What is required:
The line that contains "For every instance of the pink sofa" and all lines following it to the end of the data below: set these down exactly, and nothing besides.
----------
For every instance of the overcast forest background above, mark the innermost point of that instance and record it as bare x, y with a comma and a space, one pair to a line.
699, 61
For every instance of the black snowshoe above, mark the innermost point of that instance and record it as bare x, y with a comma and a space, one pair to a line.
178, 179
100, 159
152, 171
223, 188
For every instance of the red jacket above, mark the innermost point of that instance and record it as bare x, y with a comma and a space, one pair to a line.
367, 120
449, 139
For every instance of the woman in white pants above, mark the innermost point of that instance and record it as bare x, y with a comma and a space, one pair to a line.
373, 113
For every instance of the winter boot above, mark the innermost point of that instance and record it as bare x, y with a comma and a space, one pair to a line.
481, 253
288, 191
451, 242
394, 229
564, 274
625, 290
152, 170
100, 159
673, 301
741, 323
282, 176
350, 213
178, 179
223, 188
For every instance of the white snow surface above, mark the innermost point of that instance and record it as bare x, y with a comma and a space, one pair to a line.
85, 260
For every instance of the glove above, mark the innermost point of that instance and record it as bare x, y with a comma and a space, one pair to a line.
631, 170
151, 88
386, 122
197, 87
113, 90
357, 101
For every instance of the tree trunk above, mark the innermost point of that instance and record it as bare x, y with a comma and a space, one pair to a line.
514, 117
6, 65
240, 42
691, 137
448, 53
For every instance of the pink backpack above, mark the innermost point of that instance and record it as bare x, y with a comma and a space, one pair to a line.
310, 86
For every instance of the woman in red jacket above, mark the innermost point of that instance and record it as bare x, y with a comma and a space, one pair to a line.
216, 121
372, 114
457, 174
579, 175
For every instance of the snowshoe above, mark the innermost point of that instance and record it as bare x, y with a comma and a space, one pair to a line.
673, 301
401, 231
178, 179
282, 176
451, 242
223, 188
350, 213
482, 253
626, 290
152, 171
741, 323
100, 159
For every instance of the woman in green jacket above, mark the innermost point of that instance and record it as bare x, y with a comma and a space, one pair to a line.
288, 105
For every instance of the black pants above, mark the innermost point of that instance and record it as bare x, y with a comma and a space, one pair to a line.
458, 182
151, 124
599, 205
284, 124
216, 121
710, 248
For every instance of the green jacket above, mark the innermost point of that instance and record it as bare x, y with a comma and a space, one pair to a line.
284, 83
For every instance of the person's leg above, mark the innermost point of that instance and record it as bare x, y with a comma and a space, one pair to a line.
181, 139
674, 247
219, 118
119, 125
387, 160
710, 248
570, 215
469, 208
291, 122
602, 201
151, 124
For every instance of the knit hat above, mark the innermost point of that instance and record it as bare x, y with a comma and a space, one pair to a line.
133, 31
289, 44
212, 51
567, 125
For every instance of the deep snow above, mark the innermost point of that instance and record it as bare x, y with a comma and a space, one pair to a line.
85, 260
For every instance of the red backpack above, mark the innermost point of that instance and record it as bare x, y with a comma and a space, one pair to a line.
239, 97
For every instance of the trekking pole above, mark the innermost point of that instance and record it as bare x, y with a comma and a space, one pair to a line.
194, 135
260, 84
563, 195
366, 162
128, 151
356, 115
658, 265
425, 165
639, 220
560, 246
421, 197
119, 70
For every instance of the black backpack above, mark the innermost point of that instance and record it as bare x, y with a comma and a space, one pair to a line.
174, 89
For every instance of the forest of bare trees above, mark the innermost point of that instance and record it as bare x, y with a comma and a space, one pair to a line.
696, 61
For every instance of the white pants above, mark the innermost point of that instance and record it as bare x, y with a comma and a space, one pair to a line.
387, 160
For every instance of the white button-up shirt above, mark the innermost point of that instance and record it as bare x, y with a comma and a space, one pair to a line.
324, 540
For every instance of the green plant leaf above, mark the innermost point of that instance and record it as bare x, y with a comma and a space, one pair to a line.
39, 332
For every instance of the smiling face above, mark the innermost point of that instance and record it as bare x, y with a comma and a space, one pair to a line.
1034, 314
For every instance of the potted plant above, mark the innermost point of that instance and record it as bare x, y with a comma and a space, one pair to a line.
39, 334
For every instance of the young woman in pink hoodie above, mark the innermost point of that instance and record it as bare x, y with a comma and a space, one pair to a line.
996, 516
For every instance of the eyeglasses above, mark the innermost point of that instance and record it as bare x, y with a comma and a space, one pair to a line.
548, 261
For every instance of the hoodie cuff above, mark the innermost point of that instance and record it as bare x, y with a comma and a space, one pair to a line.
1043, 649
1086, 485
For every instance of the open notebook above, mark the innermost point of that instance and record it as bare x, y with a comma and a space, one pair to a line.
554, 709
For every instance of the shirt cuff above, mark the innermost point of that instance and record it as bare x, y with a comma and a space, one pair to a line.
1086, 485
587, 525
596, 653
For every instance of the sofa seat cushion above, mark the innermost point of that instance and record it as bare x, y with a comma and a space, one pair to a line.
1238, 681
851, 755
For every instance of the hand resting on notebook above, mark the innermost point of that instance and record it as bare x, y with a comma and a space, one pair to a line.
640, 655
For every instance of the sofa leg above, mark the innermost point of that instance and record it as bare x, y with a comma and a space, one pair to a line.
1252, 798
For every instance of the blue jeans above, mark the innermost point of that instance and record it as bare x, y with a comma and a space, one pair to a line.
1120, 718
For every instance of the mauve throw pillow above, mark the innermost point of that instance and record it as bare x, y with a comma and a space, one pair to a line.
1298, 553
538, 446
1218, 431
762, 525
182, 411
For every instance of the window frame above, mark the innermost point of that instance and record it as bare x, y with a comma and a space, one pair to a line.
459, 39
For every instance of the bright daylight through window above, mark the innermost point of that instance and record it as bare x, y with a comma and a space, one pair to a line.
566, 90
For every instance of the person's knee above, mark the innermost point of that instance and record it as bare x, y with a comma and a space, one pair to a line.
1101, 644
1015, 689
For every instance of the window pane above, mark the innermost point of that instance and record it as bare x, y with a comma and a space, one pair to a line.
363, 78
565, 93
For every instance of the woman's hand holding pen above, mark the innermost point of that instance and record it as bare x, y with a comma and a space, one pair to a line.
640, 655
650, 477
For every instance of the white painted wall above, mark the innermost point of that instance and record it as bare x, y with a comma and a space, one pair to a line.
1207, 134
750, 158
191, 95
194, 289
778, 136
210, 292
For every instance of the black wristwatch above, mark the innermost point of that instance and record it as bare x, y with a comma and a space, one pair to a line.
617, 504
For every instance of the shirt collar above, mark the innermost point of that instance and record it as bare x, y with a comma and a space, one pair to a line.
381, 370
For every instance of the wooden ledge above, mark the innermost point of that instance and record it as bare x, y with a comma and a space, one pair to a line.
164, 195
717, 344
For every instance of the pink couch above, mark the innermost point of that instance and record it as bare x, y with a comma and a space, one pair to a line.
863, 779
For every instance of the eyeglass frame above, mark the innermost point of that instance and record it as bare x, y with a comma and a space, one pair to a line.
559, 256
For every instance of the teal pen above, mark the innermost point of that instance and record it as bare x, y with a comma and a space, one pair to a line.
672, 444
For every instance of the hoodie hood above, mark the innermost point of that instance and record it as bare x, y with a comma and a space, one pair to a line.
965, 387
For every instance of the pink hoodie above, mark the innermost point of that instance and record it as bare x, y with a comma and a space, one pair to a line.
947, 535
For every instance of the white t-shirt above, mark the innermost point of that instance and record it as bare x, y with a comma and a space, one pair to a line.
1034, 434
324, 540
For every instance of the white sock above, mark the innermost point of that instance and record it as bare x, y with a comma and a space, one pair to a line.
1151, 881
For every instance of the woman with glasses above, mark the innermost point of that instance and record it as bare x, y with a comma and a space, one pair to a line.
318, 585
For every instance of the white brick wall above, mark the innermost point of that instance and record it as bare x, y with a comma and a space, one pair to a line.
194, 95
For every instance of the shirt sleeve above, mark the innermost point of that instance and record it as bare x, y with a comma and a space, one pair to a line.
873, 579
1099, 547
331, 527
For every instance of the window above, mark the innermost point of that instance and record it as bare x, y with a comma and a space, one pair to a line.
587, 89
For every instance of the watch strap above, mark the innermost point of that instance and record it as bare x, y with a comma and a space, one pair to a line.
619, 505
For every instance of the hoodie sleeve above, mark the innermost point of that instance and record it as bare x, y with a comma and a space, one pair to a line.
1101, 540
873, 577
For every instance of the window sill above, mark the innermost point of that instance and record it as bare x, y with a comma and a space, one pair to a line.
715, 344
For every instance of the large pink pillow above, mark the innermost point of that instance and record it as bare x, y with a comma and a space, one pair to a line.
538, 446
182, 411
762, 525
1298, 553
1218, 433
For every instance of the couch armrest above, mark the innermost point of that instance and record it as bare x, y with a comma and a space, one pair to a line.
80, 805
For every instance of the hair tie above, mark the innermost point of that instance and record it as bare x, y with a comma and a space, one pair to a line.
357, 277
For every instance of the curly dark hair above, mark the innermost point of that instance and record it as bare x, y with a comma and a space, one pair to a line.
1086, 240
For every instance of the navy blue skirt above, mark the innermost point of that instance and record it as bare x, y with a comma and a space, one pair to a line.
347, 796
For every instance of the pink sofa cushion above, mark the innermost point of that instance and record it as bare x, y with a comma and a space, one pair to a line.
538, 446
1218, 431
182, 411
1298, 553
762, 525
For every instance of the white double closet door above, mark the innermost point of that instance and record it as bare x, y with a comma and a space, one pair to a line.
----------
Expected output:
For every instance of the pink sofa cushion above, mark the innermost point of that instance and record it as bare x, y with a comma and a space, one pair to a line.
538, 446
1218, 431
182, 411
1298, 553
762, 525
For every instance of the white double closet door above, mark the innermost point of that instance and record it as bare x, y with a comma and a space, one pair to a line.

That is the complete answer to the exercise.